> _Passage extrait_

Position des appelants

 

[16]         Les appelants invoquent les arguments suivants pour justifier l’imposition des sommes reçues de la FBN comme gain en capital tiré de la disposition d’un bien en immobilisation :

 

a)     l’expression « allocation de retraite » utilisée dans l’entente de service conclue dans le cadre du programme relais/retraite de la FBN n’est pas conforme à la définition de cette expression que l’on trouve à l’article 248 de la Loi;

b)    le droit de desservir la clientèle et de gérer l’actif des clients constitue une « immobilisation » au sens de l’article 54 de la Loi et un « bien » au sens du paragraphe 248(1) de la Loi dont la disposition s’est traduite par un gain en capital;

c)     selon l’arrêt Gifford c. Canada, [2004] 1 R.C.S. 411, les montants versés aux appelants sont de nature capitale;

d)    les sommes reçues par les appelants proviennent en fait de messieurs Angers et Cooper et non de la FBN puisque le rôle de la FBN n’a été que d’agir en tant qu’intermédiaire financier (i.e. prêteur ne prenant aucun risque);

e)     la FBN a structuré l’acquisition d’un bien en immobilisation de façon à pouvoir déduire les sommes payées aux appelants et de les récupérer à même une déduction des commissions gagnées par les conseillers en placement de relève.

f)      selon l’arrêt Manrell c. Canada, 2003 FCA 128, les paiements pour des clauses de non-concurrence ne constituent pas un revenu.

(Items d'annotation de position)
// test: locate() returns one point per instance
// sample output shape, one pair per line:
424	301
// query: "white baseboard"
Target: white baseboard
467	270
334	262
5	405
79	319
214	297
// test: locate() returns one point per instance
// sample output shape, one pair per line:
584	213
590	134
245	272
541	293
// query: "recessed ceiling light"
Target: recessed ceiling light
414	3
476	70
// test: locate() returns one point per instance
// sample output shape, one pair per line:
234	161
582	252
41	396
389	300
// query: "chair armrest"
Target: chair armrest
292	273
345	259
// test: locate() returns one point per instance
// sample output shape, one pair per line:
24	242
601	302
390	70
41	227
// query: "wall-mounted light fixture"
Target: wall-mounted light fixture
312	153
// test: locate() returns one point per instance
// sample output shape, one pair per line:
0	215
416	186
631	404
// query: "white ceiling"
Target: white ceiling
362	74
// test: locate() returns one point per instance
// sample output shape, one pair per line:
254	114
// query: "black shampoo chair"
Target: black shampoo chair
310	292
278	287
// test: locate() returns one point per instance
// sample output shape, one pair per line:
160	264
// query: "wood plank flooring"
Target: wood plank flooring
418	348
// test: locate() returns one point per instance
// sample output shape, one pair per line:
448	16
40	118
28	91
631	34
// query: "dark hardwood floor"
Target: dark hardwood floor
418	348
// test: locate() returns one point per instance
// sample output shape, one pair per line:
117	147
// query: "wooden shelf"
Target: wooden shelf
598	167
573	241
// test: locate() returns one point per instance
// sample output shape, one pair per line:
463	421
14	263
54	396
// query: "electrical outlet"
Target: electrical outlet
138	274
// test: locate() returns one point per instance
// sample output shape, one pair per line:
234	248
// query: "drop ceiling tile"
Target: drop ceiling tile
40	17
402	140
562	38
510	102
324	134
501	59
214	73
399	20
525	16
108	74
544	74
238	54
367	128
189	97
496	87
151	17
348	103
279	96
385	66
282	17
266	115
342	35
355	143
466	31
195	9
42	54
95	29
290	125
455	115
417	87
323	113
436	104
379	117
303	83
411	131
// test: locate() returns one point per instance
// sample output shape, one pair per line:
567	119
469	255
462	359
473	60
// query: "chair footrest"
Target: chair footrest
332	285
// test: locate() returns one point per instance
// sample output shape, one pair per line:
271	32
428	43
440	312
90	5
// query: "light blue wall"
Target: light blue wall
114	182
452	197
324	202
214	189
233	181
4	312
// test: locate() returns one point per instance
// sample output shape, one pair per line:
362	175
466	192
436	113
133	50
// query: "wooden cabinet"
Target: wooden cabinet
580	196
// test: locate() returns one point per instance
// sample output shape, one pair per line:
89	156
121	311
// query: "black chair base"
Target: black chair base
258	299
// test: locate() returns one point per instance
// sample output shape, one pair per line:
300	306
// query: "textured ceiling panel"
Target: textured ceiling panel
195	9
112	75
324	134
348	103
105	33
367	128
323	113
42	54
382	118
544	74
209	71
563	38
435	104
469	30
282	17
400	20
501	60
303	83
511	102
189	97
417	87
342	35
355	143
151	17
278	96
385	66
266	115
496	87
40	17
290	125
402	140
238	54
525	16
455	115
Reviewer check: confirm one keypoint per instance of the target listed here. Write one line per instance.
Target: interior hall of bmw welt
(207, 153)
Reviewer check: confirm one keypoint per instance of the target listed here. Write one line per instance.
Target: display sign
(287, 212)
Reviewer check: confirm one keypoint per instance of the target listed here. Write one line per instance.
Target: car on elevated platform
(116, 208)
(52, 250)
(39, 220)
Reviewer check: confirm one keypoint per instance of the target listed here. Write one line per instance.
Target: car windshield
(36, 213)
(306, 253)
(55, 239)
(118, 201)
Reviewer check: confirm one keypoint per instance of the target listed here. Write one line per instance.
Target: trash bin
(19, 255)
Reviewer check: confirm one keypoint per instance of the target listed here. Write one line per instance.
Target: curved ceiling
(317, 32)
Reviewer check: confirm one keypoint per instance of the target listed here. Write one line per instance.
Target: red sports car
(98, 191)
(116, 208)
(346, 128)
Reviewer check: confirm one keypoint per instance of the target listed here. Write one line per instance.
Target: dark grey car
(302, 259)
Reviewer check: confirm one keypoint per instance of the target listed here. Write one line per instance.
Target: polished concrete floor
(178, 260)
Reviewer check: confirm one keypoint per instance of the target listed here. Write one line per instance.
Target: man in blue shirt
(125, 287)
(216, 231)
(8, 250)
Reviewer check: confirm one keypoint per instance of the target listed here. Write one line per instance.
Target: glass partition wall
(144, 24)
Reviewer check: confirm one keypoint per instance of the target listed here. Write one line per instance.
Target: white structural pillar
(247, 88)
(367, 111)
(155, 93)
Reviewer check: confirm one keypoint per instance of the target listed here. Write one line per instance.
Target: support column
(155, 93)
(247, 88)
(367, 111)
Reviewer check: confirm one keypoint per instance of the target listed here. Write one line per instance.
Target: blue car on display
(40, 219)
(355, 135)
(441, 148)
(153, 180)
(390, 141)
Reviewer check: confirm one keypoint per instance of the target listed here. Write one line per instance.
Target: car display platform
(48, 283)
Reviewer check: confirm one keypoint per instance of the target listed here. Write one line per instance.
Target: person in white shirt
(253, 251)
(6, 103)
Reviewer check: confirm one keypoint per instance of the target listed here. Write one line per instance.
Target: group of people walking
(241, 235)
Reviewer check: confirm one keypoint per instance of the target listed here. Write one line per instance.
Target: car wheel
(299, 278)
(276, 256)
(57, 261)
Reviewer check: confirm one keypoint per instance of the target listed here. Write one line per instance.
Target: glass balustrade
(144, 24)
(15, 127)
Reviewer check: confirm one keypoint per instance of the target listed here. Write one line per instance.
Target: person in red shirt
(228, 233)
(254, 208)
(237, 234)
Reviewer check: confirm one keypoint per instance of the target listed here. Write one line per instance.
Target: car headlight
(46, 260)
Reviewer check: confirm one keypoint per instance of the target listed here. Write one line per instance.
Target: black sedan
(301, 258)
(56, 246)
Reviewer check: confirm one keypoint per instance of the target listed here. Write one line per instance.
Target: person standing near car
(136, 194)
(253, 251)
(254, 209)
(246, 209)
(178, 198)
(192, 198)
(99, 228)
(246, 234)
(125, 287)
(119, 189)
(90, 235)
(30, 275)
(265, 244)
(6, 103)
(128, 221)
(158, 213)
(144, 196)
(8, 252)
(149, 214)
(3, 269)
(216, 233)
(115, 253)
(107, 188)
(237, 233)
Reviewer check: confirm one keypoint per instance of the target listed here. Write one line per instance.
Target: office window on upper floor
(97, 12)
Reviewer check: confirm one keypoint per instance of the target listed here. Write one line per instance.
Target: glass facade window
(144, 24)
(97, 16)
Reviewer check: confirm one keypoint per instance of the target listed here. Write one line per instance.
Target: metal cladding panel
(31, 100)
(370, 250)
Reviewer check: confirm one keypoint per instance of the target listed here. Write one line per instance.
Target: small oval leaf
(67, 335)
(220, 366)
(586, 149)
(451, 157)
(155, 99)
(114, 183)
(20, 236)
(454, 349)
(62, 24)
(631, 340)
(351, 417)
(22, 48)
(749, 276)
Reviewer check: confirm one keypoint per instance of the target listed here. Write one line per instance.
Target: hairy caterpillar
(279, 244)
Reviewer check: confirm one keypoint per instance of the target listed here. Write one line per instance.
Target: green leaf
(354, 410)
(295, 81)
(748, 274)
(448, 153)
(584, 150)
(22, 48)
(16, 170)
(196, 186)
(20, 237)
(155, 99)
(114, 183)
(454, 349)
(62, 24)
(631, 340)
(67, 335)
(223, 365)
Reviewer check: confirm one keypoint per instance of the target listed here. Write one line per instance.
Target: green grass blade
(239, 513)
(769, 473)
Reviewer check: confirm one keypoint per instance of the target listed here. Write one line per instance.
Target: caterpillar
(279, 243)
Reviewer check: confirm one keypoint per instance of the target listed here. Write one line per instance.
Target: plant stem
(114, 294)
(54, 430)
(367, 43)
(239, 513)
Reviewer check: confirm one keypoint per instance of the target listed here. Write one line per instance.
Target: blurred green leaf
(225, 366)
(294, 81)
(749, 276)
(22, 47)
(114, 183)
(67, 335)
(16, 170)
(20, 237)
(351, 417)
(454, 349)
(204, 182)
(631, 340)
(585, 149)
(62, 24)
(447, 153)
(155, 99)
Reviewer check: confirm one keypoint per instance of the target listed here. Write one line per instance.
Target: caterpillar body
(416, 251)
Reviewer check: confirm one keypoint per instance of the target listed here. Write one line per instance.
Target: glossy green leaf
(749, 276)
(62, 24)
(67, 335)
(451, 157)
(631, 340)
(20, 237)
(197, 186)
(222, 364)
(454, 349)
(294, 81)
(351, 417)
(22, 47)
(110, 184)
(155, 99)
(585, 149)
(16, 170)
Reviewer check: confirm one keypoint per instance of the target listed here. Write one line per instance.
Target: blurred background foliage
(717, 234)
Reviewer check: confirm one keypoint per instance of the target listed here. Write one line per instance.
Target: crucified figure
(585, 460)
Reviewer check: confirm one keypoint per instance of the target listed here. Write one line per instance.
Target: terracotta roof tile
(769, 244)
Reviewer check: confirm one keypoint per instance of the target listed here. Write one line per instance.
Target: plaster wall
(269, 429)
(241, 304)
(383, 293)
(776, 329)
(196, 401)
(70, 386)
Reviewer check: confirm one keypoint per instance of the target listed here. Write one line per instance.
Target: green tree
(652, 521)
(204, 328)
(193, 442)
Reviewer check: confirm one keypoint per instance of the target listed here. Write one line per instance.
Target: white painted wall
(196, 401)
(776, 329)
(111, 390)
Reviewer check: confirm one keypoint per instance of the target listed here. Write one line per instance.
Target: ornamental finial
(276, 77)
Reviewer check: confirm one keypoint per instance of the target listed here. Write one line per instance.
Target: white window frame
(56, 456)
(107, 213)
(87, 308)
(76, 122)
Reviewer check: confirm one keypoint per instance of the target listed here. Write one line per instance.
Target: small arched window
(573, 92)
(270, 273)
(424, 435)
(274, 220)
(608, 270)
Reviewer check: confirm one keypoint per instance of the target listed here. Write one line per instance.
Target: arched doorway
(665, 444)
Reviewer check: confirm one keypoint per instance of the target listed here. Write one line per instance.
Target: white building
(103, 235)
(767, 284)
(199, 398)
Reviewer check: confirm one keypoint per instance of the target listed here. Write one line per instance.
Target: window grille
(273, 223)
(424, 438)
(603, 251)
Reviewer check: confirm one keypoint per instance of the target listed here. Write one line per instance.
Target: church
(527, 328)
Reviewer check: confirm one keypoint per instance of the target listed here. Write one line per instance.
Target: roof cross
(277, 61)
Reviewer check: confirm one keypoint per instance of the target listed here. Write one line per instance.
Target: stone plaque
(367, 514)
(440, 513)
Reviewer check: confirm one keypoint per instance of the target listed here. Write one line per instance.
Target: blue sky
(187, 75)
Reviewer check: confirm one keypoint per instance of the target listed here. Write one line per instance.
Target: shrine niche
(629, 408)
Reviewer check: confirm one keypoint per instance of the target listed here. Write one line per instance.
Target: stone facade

> _Tâche proposée A_
Recopiez fidèlement le segment du passage sur la position des appelants qui s'ouvre sur les mots « e)     la FBN » et se termine par « placement de relève. ».
> _Tâche proposée B_
Traduisez en anglais la phrase suivante, tirée du passage sur la position des appelants : « selon l'arrêt Manrell c. Canada, 2003 FCA 128, les paiements pour des clauses de non-concurrence ne constituent pas un revenu. »
> _Tâche proposée C_
Rédigez la suite du passage exposant la position des appelants, à partir de sa dernière phrase.

> _Résultat obtenu A_
e)     la FBN a structuré l’acquisition d’un bien en immobilisation de façon à pouvoir déduire les sommes payées aux appelants et de les récupérer à même une déduction des commissions gagnées par les conseillers en placement de relève.

> _Résultat obtenu B_
According to Manrell v. Canada, 2003 FCA 128, payments for non-competition clauses do not constitute income.

> _Résultat obtenu C_
Position de l’intimée

 

[17]         L’intimée invoque les arguments suivants pour justifier l’imposition des sommes reçues par les appelants de la FBN comme allocation de retraite, dans le cas du couple Bouchard, et comme revenu d’emploi, dans le cas de madame Jacinthe Bouchard;

 

a)     les sommes reçues constituent une « allocation de retraite » au sens du paragraphe 248(1) et du sous-alinéa 56(1)a)ii) de la Loi parce que :

i)     les montants de 450 000 $ et de 100 000 $ ont été reçus en reconnaissance des longs états de service du couple Bouchard au moment où ils ont pris leur retraite en tant qu’employés de la FBN;

ii)    madame Danielle Bouchard et monsieur Jacques Bouchard ont chacun signé une entente avec la FBN à l’effet qu’ils recevraient une allocation de retraite le jour de leur départ à la retraite;

iii)    si le couple Bouchard et la FBN avaient voulu que les sommes versées par la FBN soient en contrepartie de leur clientèle, une disposition claire à cet effet aurait été incluse dans l’entente;

iv)   les sommes ont été versées par la FBN en tant qu’employeur de madame Danielle Bouchard et de monsieur Jacques Bouchard;

v)    les sommes versées au couple Bouchard ont été déclarées par la FBN sur des feuillets T4A à tire d’allocation de retraite;

 

b)  les sommes versées aux appelants ne constituent pas une contrepartie pour la disposition d’un bien en immobilisation admissible au sens de l’article 54 de la Loi parce que les appelants n’ont pas déclaré dans leur déclaration de revenu respective pour l’année 2002 du revenu d’entreprise — leurs revenus étant presqu’exclusivement constitués de commissions payées par la FBN en tant qu’employeur;

c)  aux termes des ententes conclues par les appelants, ils n’ont pas disposé d’une immobilisation, telle que définie à l’article 54 de la Loi, parce que :

i)     il n’y a aucune entente relativement à la disposition d’un bien quelconque par les appelants en faveur de messieurs Angers et Cooper;

ii)    aucun montant n’a été versé par messieurs Angers et Cooper aux appelants pour l’acquisition d’une clientèle ou d’une liste de clients;

d)    les sommes reçues par les appelants de la FBN ne sont pas principalement attribuables au règlement d’une clause de non-concurrence comme dans l’arrêt Manrell, précité, parce qu’il n’y a pas de relations contractuelles entre les appelants et les conseillers en placement de relève.

 

[18]         L’intimée prétend également que si les sommes reçues par le couple Bouchard ne se qualifient pas à titre d’allocation de retraite, ces sommes sont tout de même imposables à titre de revenu d’emploi en vertu des articles 5 et 6 de la Loi.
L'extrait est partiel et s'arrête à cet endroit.